(Region pointing data)
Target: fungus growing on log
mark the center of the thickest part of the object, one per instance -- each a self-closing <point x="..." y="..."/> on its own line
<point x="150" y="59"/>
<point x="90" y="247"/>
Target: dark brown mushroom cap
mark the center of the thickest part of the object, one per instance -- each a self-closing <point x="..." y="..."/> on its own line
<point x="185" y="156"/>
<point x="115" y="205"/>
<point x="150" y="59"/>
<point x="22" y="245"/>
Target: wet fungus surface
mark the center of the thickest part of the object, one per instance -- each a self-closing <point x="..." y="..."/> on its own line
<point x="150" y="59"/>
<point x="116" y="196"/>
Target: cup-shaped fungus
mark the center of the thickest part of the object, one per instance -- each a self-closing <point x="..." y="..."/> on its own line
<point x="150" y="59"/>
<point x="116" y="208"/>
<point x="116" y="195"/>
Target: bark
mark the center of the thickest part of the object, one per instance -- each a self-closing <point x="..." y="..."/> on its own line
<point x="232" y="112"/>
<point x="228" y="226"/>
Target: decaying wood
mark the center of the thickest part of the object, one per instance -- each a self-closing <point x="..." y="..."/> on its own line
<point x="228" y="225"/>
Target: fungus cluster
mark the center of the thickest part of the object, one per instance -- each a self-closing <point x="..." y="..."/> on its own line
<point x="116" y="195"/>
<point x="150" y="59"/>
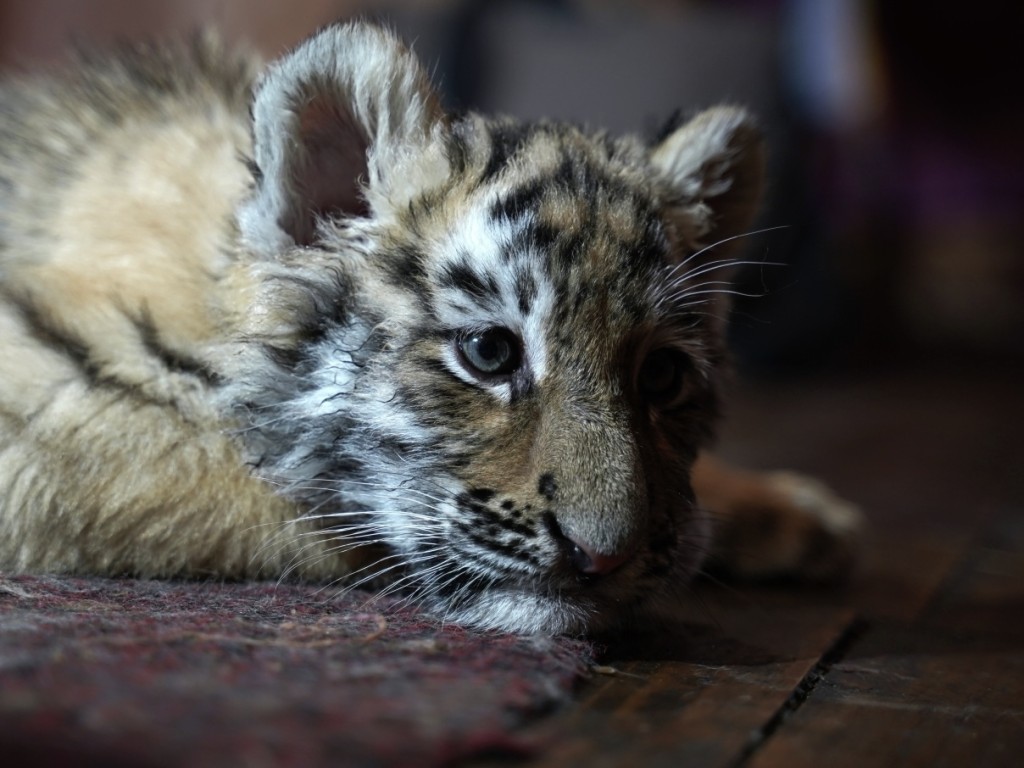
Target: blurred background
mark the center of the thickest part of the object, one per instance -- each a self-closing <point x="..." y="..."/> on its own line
<point x="895" y="130"/>
<point x="887" y="354"/>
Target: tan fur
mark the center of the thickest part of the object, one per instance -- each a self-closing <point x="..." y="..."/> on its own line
<point x="127" y="292"/>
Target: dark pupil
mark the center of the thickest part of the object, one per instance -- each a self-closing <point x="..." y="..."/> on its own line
<point x="491" y="352"/>
<point x="659" y="375"/>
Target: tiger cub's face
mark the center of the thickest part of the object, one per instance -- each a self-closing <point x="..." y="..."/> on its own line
<point x="487" y="349"/>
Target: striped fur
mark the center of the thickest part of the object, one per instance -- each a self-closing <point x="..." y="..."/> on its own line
<point x="236" y="309"/>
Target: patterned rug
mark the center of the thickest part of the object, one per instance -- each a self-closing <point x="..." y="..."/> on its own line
<point x="120" y="672"/>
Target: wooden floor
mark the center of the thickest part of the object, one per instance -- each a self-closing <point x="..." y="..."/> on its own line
<point x="920" y="662"/>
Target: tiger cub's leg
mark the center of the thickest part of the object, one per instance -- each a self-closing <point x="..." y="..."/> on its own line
<point x="770" y="524"/>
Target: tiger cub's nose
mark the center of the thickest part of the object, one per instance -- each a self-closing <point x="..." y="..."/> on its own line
<point x="589" y="561"/>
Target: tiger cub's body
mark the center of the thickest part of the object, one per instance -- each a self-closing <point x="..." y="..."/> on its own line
<point x="304" y="323"/>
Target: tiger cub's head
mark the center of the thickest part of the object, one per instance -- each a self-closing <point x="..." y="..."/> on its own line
<point x="488" y="348"/>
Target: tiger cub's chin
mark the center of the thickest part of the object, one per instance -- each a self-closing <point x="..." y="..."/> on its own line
<point x="298" y="321"/>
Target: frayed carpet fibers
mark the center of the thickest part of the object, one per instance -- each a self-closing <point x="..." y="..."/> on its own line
<point x="139" y="673"/>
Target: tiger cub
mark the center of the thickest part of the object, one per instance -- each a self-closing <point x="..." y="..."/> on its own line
<point x="303" y="323"/>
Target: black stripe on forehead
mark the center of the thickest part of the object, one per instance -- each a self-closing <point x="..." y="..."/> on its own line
<point x="482" y="289"/>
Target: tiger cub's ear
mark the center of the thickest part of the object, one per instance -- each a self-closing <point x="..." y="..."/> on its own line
<point x="716" y="164"/>
<point x="341" y="127"/>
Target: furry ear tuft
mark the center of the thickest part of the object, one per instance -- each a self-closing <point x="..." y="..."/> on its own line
<point x="332" y="120"/>
<point x="716" y="163"/>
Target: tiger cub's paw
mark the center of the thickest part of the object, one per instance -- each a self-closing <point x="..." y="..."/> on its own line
<point x="787" y="525"/>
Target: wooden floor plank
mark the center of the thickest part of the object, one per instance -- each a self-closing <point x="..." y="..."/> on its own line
<point x="946" y="689"/>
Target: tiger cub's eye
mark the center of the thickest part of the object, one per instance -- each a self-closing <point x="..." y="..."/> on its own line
<point x="492" y="353"/>
<point x="662" y="379"/>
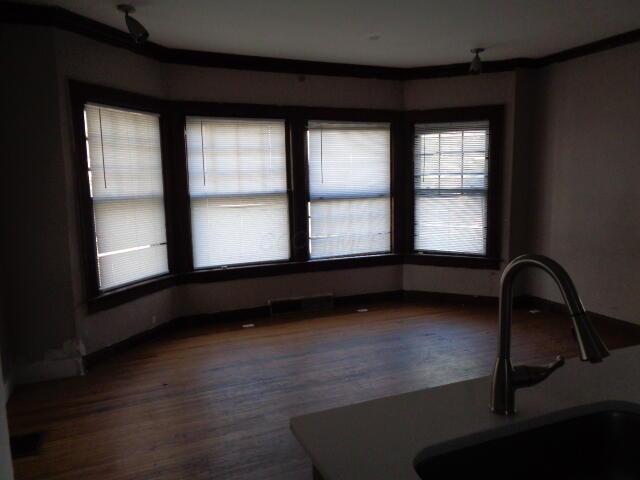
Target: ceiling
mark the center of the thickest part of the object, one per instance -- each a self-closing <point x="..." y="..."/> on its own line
<point x="400" y="33"/>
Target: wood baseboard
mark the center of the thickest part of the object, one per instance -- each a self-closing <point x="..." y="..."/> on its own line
<point x="522" y="301"/>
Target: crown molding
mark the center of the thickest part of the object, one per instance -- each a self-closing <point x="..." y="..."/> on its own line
<point x="53" y="16"/>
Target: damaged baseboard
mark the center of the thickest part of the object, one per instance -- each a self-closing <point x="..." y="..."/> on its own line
<point x="52" y="369"/>
<point x="6" y="391"/>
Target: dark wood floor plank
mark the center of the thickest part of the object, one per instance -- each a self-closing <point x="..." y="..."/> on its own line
<point x="213" y="402"/>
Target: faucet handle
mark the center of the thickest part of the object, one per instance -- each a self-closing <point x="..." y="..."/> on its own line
<point x="526" y="376"/>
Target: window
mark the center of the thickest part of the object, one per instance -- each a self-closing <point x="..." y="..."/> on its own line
<point x="349" y="187"/>
<point x="451" y="167"/>
<point x="238" y="189"/>
<point x="125" y="180"/>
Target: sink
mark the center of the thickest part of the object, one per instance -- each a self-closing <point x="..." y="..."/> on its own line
<point x="597" y="446"/>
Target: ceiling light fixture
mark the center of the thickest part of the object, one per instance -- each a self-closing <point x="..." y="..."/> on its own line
<point x="476" y="63"/>
<point x="136" y="30"/>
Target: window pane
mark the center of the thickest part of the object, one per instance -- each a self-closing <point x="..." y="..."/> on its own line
<point x="349" y="186"/>
<point x="451" y="164"/>
<point x="238" y="188"/>
<point x="125" y="176"/>
<point x="239" y="229"/>
<point x="350" y="227"/>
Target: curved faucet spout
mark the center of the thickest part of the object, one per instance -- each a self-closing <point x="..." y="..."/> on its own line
<point x="506" y="378"/>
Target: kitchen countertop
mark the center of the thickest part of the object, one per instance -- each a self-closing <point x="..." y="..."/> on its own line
<point x="380" y="439"/>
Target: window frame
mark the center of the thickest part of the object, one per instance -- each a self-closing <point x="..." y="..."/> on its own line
<point x="173" y="115"/>
<point x="80" y="95"/>
<point x="289" y="189"/>
<point x="392" y="243"/>
<point x="495" y="115"/>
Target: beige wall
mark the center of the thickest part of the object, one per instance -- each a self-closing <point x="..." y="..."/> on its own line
<point x="585" y="184"/>
<point x="36" y="252"/>
<point x="6" y="469"/>
<point x="597" y="120"/>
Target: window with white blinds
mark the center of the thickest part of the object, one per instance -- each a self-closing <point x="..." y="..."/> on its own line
<point x="451" y="166"/>
<point x="124" y="164"/>
<point x="238" y="188"/>
<point x="349" y="187"/>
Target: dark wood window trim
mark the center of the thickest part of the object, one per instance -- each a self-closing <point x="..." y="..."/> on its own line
<point x="495" y="115"/>
<point x="81" y="94"/>
<point x="177" y="202"/>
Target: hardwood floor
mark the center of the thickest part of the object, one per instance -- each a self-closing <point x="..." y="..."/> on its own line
<point x="213" y="402"/>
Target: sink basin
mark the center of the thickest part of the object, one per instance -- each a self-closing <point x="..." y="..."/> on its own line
<point x="597" y="446"/>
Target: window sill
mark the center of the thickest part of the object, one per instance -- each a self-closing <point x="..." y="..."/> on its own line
<point x="120" y="296"/>
<point x="459" y="261"/>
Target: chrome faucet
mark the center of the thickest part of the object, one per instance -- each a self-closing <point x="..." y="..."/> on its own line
<point x="506" y="378"/>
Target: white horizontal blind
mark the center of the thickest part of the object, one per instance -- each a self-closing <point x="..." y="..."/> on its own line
<point x="125" y="177"/>
<point x="451" y="165"/>
<point x="238" y="188"/>
<point x="349" y="186"/>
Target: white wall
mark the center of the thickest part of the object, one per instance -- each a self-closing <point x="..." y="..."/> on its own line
<point x="570" y="140"/>
<point x="585" y="186"/>
<point x="6" y="469"/>
<point x="82" y="59"/>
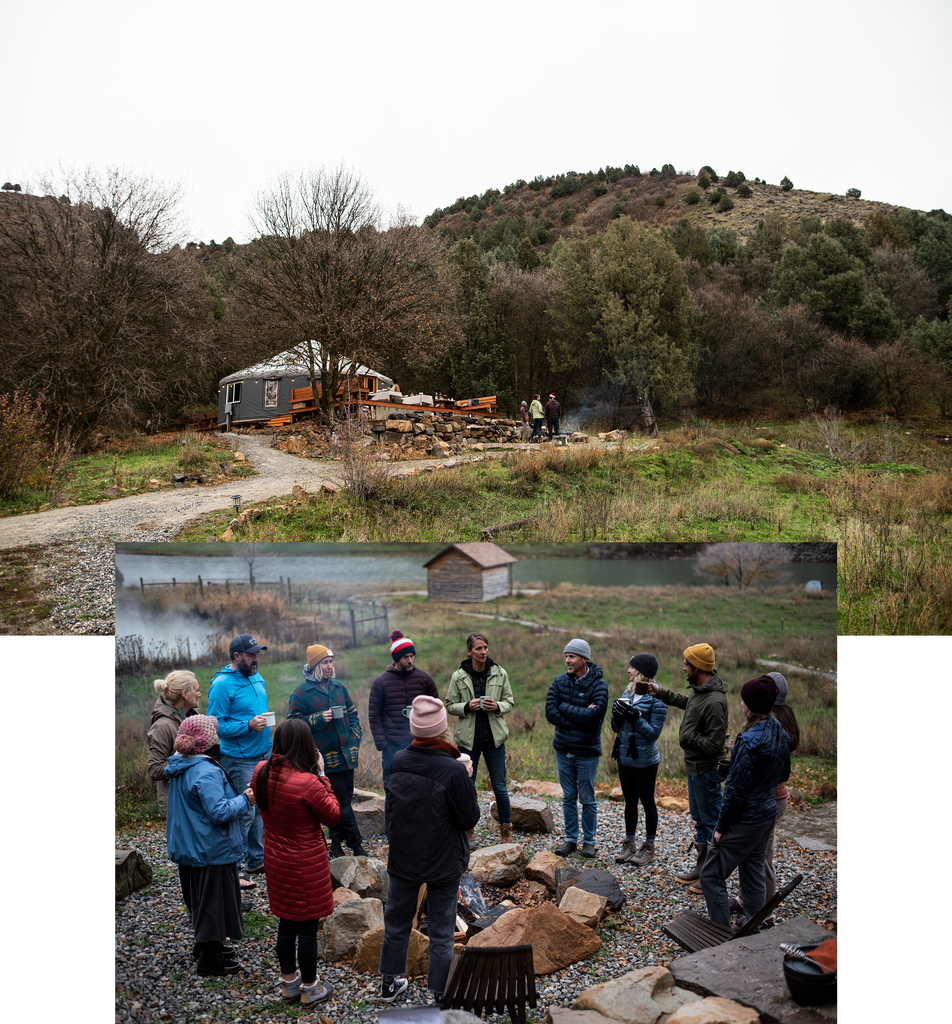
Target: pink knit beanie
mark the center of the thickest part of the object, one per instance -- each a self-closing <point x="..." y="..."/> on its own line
<point x="428" y="717"/>
<point x="197" y="734"/>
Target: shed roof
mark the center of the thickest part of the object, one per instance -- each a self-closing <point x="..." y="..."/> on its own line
<point x="293" y="364"/>
<point x="485" y="555"/>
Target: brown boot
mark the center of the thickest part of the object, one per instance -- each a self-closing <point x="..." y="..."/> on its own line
<point x="686" y="878"/>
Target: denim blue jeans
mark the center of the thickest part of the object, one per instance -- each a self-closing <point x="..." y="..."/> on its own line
<point x="704" y="802"/>
<point x="240" y="771"/>
<point x="441" y="925"/>
<point x="576" y="776"/>
<point x="495" y="765"/>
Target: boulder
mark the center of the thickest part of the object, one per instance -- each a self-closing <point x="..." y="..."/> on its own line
<point x="715" y="1010"/>
<point x="543" y="867"/>
<point x="366" y="956"/>
<point x="638" y="997"/>
<point x="500" y="865"/>
<point x="130" y="872"/>
<point x="347" y="924"/>
<point x="543" y="788"/>
<point x="527" y="814"/>
<point x="593" y="880"/>
<point x="556" y="939"/>
<point x="588" y="908"/>
<point x="364" y="876"/>
<point x="369" y="810"/>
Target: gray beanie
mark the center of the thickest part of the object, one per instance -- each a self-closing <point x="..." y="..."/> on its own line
<point x="578" y="647"/>
<point x="781" y="685"/>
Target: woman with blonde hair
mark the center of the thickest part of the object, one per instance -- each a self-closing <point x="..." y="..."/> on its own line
<point x="178" y="698"/>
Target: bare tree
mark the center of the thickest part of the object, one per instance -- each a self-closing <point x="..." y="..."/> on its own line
<point x="322" y="280"/>
<point x="96" y="305"/>
<point x="744" y="563"/>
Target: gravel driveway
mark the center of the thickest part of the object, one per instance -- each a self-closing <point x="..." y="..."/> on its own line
<point x="72" y="563"/>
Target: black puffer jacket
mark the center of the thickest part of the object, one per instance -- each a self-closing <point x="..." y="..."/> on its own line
<point x="578" y="727"/>
<point x="391" y="691"/>
<point x="432" y="806"/>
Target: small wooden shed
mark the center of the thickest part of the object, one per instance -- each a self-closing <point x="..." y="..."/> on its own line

> **Prompt**
Reproduce exactly the lines above from the line with "Target: dark wood window trim" to the line with "Target: hardwood floor", including both, and add nothing.

> **Answer to this task**
Target: dark wood window trim
mark the center of the thickest part of the object, one per instance -- each a self-closing <point x="..." y="..."/> on its own line
<point x="495" y="115"/>
<point x="81" y="94"/>
<point x="177" y="202"/>
Target: hardwood floor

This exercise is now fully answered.